Texto fuente
■ ■ ■ ■
"Esa puta costumbre" por Gastón Florio ACORDATE NÚMERO 8, junio 2011

Esa puta costumbre


Por Gastón Florio
gastonflorio@elpancholacoca.com.ar

  Esa puta costumbre de la oligarquía, nunca parece acabar. Sin embargo, aquel 16 de junio su odio fue más allá que voltear el régimen institucional: matar a Perón, era el objetivo. La alianza histórica antidemocrática y conservadora (Iglesia – Empresariado – Uniformados) acudió junta a la verborragia de la Iglesia antiperonista y la intolerancia de ese país integrador de la clase trabajadora, de otros. Así, fracciones de la Marina, junto a células civiles –que la historia oficial denominará “rebeldes”- masacraron a la población civil que circulaba comúnmente por la Plaza de Mayo el 16 de junio de 1955. 34 aviones militares descargaron, aquel mediodía, toneladas de bombas sobre la Plaza de Mayo; matando a 364 personas, e hiriendo a 800. Otras voces, aseguran que los muertos llegaron a 700 y el número de heridos superaron el millar de personas.
■ ■ ■ ■
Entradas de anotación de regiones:
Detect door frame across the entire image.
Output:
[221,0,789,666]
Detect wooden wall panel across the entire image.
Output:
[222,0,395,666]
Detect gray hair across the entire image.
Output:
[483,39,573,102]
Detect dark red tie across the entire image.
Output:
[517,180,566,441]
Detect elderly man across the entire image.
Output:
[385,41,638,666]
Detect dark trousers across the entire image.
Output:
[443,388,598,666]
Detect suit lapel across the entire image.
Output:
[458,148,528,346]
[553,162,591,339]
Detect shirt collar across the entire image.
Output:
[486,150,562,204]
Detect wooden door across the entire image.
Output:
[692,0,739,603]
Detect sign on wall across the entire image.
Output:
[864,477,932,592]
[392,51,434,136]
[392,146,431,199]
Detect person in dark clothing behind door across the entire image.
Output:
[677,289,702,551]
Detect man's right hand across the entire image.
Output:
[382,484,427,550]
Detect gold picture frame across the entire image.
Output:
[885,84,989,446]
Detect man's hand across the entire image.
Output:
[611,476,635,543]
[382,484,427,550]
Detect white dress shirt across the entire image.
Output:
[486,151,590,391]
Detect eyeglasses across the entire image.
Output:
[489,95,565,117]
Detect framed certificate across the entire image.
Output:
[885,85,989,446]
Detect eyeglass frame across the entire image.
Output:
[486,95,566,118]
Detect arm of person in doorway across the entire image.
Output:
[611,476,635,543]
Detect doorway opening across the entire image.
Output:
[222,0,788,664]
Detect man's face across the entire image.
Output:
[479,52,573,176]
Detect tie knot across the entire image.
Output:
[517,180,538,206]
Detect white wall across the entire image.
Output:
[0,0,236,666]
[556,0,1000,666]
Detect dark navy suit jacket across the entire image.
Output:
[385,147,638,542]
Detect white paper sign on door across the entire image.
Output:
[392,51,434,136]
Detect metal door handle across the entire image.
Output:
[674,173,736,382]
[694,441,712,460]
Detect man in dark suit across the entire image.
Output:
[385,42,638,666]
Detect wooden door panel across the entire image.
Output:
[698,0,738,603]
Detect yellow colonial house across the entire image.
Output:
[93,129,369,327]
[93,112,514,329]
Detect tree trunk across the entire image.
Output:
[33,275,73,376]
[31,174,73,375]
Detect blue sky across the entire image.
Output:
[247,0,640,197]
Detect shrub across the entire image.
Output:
■ ■ ■ ■
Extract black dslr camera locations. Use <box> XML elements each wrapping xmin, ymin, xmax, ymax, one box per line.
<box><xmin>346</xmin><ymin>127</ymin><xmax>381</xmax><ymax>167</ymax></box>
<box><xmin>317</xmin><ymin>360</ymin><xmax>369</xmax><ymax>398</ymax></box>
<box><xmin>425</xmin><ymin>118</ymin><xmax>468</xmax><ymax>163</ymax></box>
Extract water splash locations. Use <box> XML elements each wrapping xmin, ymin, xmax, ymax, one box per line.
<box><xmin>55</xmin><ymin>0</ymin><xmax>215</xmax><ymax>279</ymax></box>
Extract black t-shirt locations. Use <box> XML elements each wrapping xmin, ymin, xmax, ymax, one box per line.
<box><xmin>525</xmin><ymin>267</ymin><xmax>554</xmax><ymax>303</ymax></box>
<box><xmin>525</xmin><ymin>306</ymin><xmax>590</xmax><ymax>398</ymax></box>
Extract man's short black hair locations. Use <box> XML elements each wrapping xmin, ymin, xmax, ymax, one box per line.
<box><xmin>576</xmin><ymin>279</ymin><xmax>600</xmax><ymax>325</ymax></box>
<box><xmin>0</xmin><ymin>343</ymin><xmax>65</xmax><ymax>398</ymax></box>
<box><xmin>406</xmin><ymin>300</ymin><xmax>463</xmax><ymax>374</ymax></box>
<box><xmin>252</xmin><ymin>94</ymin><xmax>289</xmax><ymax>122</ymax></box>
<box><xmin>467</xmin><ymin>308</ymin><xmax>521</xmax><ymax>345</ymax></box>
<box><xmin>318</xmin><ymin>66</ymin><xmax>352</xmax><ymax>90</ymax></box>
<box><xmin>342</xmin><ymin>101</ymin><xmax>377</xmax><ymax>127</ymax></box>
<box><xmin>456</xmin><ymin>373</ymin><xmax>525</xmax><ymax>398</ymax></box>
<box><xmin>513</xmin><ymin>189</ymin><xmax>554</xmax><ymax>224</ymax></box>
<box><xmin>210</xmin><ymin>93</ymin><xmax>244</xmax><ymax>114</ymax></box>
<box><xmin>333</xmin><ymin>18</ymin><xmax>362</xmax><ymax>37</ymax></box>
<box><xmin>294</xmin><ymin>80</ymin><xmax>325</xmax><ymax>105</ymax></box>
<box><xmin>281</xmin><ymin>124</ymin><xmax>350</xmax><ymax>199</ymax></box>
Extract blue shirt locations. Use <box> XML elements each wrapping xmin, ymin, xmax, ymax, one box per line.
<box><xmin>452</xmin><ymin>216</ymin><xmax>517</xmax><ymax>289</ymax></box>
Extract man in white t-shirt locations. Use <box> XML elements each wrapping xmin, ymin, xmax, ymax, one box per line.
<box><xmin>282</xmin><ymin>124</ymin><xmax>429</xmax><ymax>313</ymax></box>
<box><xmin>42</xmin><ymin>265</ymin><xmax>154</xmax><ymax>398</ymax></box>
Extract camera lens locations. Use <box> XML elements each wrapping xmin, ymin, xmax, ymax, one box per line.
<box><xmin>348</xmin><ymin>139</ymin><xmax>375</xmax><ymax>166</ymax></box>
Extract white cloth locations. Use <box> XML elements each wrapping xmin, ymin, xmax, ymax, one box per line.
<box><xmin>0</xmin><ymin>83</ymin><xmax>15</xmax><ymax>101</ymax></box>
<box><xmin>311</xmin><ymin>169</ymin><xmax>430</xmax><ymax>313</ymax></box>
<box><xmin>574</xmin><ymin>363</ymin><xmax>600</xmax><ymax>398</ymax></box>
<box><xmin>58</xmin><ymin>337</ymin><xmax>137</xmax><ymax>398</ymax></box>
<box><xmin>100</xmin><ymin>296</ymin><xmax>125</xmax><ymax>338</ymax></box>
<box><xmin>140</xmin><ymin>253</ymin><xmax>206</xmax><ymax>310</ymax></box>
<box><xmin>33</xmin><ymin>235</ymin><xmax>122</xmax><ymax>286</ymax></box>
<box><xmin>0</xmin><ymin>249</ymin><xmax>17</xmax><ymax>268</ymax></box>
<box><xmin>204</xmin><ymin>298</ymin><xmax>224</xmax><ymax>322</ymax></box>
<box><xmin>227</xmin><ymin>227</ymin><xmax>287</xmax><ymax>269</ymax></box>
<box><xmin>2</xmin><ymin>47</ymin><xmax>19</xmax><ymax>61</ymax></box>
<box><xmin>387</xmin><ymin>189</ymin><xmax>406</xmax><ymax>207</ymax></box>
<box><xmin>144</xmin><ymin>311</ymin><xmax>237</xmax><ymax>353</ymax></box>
■ ■ ■ ■
Consigna 1
Resume en dos oraciones el texto sobre el bombardeo de la Plaza de Mayo.
Consigna 2
Por favor, escribe la continuación del texto sobre el bombardeo de la Plaza de Mayo a partir de su última oración.

Resultado 1
El 16 de junio de 1955, fracciones de la Marina junto a grupos civiles masacraron a la población que circulaba por la Plaza de Mayo, en un ataque cuyo objetivo era matar a Perón. Ese mediodía, 34 aviones militares descargaron toneladas de bombas y mataron a 364 personas e hirieron a 800, aunque otras voces aseguran que hubo 700 muertos y más de mil heridos.

Resultado 2
  Los antecedentes de esta masacre son varios. Políticos, ideológicos e históricos. Los sueños de los conservadores, tanto uniformados y religiosos como intelectuales y políticos, de volver al viejo país selecto y colonial, más que un desvelo, representaban una obsesión. Para el ´55 el peronismo había ahondado en la distribución de la renta, en los plenos derechos de los trabajadores y la industrialización de la Argentina, ejes que erizaban la piel de los dueños del viejo país agroexportador. Consigo, el apoyo popular al gobierno debilitaba, con sus imponentes números, las futuras ambiciones electorales de los conservadores. Nada más le quedaba un atajo. Y, los mismos que acusaban al peronismo de autoritario y bárbaro, supieron demostrar cruelmente el significado de esas palabras. Sin embargo, al intento de golpe de Estado, le sumaron la pizca macabra, que identificarán a los próximos golpes del país: el terror.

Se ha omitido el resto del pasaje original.